:: INPUT

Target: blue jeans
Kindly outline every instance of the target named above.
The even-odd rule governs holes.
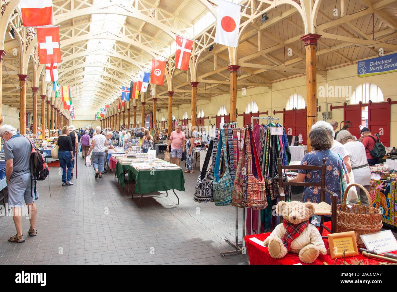
[[[72,172],[72,162],[70,160],[72,156],[70,151],[58,151],[58,159],[59,164],[62,168],[62,182],[70,181],[70,174]],[[73,159],[74,160],[74,159]],[[67,174],[66,174],[66,167],[67,167]]]
[[[104,152],[93,152],[93,166],[94,169],[98,170],[98,172],[103,172],[103,161]]]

::::

■ **INSTRUCTIONS FOR THE TASK**: Show every line of the records that contains the word "above". Case counts.

■ **SOLUTION**:
Kindly outline every instance of the target named above.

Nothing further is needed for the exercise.